▶ _Challenge_
Copy the listing below line for line, changing nothing.

>> Begin Information shown

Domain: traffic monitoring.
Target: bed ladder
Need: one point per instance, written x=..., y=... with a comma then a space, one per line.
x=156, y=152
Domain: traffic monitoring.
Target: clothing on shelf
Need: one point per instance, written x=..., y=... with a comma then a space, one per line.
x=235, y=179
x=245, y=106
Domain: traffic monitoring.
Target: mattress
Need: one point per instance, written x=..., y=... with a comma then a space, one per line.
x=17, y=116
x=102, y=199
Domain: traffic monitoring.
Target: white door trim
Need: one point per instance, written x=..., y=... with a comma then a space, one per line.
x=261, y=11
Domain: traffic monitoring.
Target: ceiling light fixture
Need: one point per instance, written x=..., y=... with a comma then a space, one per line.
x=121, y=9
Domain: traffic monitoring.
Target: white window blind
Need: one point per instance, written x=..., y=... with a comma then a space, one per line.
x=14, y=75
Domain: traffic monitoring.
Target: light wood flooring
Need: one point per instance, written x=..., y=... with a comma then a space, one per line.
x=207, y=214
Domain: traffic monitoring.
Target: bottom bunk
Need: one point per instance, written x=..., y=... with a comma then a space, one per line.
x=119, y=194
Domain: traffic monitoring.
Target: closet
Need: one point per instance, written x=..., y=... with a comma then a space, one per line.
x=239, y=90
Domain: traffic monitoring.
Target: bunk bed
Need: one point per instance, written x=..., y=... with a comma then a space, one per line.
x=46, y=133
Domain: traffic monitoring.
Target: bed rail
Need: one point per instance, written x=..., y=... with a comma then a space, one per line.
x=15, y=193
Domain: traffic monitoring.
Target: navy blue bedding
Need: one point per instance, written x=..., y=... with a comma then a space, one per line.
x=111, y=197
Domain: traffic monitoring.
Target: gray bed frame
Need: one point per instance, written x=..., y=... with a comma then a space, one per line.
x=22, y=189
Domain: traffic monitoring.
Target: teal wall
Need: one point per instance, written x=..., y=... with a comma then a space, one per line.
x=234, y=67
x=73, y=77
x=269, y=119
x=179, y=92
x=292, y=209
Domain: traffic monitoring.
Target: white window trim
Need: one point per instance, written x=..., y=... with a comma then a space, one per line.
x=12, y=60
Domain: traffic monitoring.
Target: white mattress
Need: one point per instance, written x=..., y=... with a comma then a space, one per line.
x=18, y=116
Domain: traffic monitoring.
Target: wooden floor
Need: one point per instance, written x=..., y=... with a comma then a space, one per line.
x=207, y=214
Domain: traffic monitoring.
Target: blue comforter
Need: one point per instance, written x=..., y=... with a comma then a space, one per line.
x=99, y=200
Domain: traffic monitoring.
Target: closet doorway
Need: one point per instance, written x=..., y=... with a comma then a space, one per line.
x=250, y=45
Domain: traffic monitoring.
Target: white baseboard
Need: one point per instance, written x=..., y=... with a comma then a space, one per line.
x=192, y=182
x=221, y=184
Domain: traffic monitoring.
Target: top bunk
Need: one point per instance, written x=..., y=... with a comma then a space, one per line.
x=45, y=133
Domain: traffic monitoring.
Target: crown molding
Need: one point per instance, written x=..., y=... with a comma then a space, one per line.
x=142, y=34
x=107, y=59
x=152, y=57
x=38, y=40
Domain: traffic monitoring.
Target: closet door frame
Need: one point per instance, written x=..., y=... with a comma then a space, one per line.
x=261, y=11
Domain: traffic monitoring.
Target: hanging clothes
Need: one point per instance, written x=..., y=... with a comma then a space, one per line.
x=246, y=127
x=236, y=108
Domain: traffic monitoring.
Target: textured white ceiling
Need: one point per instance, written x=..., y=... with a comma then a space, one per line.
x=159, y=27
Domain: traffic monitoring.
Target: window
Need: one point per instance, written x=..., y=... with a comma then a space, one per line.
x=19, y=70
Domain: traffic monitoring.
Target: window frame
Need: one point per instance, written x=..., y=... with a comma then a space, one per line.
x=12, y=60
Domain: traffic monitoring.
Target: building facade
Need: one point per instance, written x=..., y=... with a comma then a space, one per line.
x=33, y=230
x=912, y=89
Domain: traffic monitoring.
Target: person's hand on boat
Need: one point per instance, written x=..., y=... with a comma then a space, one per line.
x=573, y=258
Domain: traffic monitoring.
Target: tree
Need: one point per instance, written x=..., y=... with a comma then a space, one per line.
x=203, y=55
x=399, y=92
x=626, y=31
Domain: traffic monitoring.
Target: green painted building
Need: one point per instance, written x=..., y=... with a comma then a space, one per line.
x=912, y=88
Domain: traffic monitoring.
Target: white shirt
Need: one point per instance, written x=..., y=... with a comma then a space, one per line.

>> End Information shown

▶ _Result below_
Domain: traffic monitoring.
Target: bed ladder
Need: one point per instance, written x=..., y=... with a comma then a space, one per line.
x=156, y=152
Domain: traffic monitoring.
Target: clothing on shelf
Need: one point per instance, written x=..., y=... with a comma then a space, one per line.
x=235, y=179
x=245, y=106
Domain: traffic monitoring.
Target: mattress
Need: one point per instance, written x=..., y=... with a comma then a space, one per line.
x=17, y=116
x=102, y=199
Domain: traffic monitoring.
Target: white door trim
Need: one point per instance, written x=..., y=... with a comma then a space, one per line.
x=261, y=11
Domain: traffic monitoring.
Target: ceiling light fixture
Need: one point per instance, written x=..., y=... with a comma then a space, one per line.
x=121, y=9
Domain: traffic monitoring.
Target: white window blind
Need: one point per instance, written x=..., y=... with a comma then a space, one per line.
x=14, y=75
Domain: traffic monitoring.
Target: light wood flooring
Need: one point per instance, written x=..., y=... with a comma then a space, one per line.
x=207, y=214
Domain: traffic monitoring.
Target: bottom bunk
Need: one point per instance, written x=..., y=... with a comma then a space, one per line.
x=119, y=194
Domain: traffic monitoring.
Target: closet
Need: one point per instance, written x=..., y=... with a comma then a space, one per line.
x=239, y=90
Domain: traffic monitoring.
Target: bunk bed
Need: one point per instance, written x=..., y=... with a comma then a space, one per line.
x=46, y=133
Domain: traffic monitoring.
Target: bed rail
Need: one point per instance, written x=..., y=... with a comma then a space, one per line.
x=15, y=193
Domain: traffic monitoring.
Target: navy blue bedding
Need: one point per instance, written x=..., y=... with a comma then a space, one per line.
x=111, y=197
Domain: traffic monitoring.
Target: gray bed frame
Need: one point per instance, written x=..., y=... with a comma then a space, one per line.
x=22, y=189
Domain: traffic monitoring.
Target: teal wall
Need: one point per instance, written x=..., y=... with a comma then a space, one per line.
x=234, y=67
x=73, y=77
x=269, y=119
x=179, y=92
x=292, y=209
Domain: traffic monitoring.
Target: white window trim
Need: one point per instance, written x=..., y=... with a comma then a space, one per line.
x=12, y=60
Domain: traffic monitoring.
Target: white mattress
Need: one point per instance, written x=..., y=... with a comma then a space, one per line.
x=18, y=116
Domain: traffic monitoring.
Target: wooden floor
Need: one point per instance, written x=..., y=... with a comma then a space, one per line.
x=207, y=214
Domain: traffic monitoring.
Target: blue comforter
Need: one point per instance, written x=..., y=... with a comma then a space, one per line.
x=99, y=200
Domain: traffic monitoring.
Target: closet doorway
Need: one point per instance, written x=..., y=... with a comma then a space, one per line.
x=250, y=45
Domain: traffic monitoring.
Target: white baseboard
Need: one point per instance, written x=..., y=... with a comma then a space, one per line.
x=192, y=182
x=221, y=184
Domain: traffic monitoring.
Target: top bunk
Need: one point per instance, written x=..., y=... with a comma then a space, one per line.
x=45, y=133
Domain: traffic monitoring.
Target: crown molding
Need: one point per instance, written x=..., y=... with a comma then a space, one per line.
x=142, y=34
x=107, y=59
x=152, y=57
x=38, y=40
Domain: traffic monitoring.
Target: closet door frame
Need: one point per instance, written x=..., y=... with a comma then a space, one per line.
x=261, y=11
Domain: traffic monitoring.
Target: hanging clothes
Need: one point per instance, written x=..., y=... with a comma then a space, one per line.
x=246, y=127
x=236, y=108
Domain: traffic monitoring.
Target: textured white ceiling
Need: one point per instance, written x=..., y=... with a comma then a space, one per line.
x=159, y=27
Domain: traffic monitoring.
Target: window
Need: one point per instance, written x=..., y=... with a comma then a space, one per line.
x=19, y=70
Domain: traffic monitoring.
Target: window frame
Need: one point per instance, written x=..., y=... with a comma then a space, one per line.
x=12, y=60
Domain: traffic monitoring.
Target: building facade
Need: one point per instance, written x=..., y=... with a comma then a space, one per line.
x=33, y=230
x=912, y=89
Domain: traffic monitoring.
Target: person's hand on boat
Need: one point per instance, written x=..., y=... with a comma then a space, one per line.
x=573, y=258
Domain: traffic monitoring.
Target: tree
Need: one point per instance, written x=..., y=... with a comma then a space, one per line.
x=203, y=55
x=399, y=92
x=626, y=31
Domain: traffic monitoring.
Target: green painted building
Need: one point per instance, written x=..., y=... with a comma then a space, one per line.
x=912, y=88
Domain: traffic monitoring.
Target: white shirt
Need: one point per instance, written x=..., y=... with a comma then a space, one per line.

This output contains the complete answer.